[Requirement] Copy from the Gingrich and Bain Capital text below, starting with "In a broad sense, it's" and going on through "attack on capitalism.", word for word.

[Reading text]

-- START --

Newt Gingrich signaled Wednesday that he believes his criticism of Mitt Romney's record at Bain Capital is a mistake — and that he’s created an impression that he was echoing Democratic rhetoric.

Gingrich conceded the problem when pressed by a Rick Santorum supporter at a book signing here Wednesday.

"I'm here to implore one thing of you. I think you've missed the target on the way you're addressing Romney's weaknesses. I want to beg you to redirect and go after his obvious disingenuousness about his conservatism and lay off the corporatist versus the free market. I think it's nuanced," said Dean Glossop, an Army Reservist from Inman, S.C.

"I agree with you," Gingrich said. "It's an impossible theme to talk about with Obama in the background. Obama just makes it impossible to talk rationally in that area because he is so deeply into class warfare that automatically you get an echo effect... I agree with you entirely.

The anti-Obama comment is ridiculous, of course. Obama has proven to be a middle-of-the-road technocrat, not a class warrior, and indeed a great deal of what he's done so far has been about rescuing capitalism from itself and otherwise trying to relieve some of the excesses around the edges. As for the rest of his response, Gingrich may just have been unwilling to be as blunt as he usually is when challenged face-to-face. But his point was never about corporatism or the free market, as if those two absolutes are the only options. Rather, it was about ethical capitalism (to the extent capitalism can ever really be called ethical) or unethical "vulture" capitalism (making money at all cost with no regard for the consequences).

But it's not clear how far he's willing to do, in either direction, and Newt seems to want to have it both ways. On the one hand, he doesn't want to come across as anti-capitalist, which is how anyone who dares say a bad word about capitalism comes across to conservatives, not least because he still has a highly profitable future as a leading conservative public figure but also because going too far could lose him valuable conservative support in South Carolina and, should he stay in the race, beyond. On the other hand, he sees a huge opening and wants to bring down Romney, whom he seems to loathe for both personal and political / partisan / ideological reasons. So what to do? Well, play both ends, in the typical Newt way, and try to shift the debate away from capitalism generally, which is where it's gone, and more towards Romney personally. Hence this, from a Gingrich spokesman:

This issue at hand is neither about Bain Capital, private equity firms, nor about capitalism. It is about Mitt Romney's judgment and character. It was Governor Romney's decision to base his candidacy, in large part, on his background as a portfolio manager. Thus, it is entirely legitimate to ask questions about whether he is accurately presenting how he conducted himself during that career.

In a broad sense, it's still about Bain Capital, private equity firms, and capitalism, of course. But that won't work, because Republicans have generally recoiled in horror at Gingrich's (and Huntsman's and Perry's) populist attack on "vulture" capitalism. So it has to be about Romney, about his "judgment and character," about his specific role at Bain, about what he did there, about the consequences. No matter that all he did there was act like (and profit like) the sort of capitalist Republicans hold in high regard -- which is why Santorum, who certainly has no great love for Romney, is arguing that an attack on Romney/Bain is an attack on capitalism.

-- END --

[Excerpted records]

-- START --

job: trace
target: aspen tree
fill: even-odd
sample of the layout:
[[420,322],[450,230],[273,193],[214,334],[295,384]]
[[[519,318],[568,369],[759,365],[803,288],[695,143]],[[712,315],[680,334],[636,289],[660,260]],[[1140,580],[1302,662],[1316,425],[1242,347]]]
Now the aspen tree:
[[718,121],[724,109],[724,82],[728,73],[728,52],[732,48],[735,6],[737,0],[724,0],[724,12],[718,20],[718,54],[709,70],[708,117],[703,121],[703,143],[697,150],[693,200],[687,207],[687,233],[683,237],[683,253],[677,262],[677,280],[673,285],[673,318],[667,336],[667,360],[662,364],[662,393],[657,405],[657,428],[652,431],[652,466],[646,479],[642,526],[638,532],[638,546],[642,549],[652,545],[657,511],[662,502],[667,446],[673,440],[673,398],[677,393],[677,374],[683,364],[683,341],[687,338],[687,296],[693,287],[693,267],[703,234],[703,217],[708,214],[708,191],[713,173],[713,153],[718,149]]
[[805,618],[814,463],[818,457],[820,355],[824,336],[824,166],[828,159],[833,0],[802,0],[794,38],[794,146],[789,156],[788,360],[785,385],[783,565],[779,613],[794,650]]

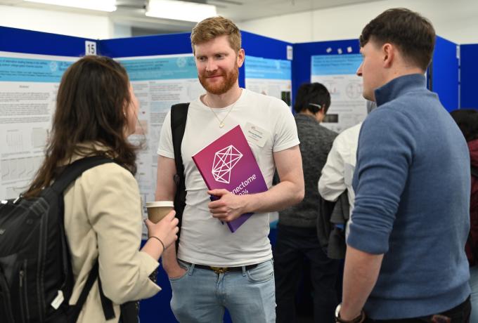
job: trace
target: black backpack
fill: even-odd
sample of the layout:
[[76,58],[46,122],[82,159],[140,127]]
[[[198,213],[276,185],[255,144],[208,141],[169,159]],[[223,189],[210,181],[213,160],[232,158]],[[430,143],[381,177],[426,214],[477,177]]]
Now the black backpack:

-- END --

[Answer to this problem]
In a broad sense, it's still about Bain Capital, private equity firms, and capitalism, of course. But that won't work, because Republicans have generally recoiled in horror at Gingrich's (and Huntsman's and Perry's) populist attack on "vulture" capitalism. So it has to be about Romney, about his "judgment and character," about his specific role at Bain, about what he did there, about the consequences. No matter that all he did there was act like (and profit like) the sort of capitalist Republicans hold in high regard -- which is why Santorum, who certainly has no great love for Romney, is arguing that an attack on Romney/Bain is an attack on capitalism.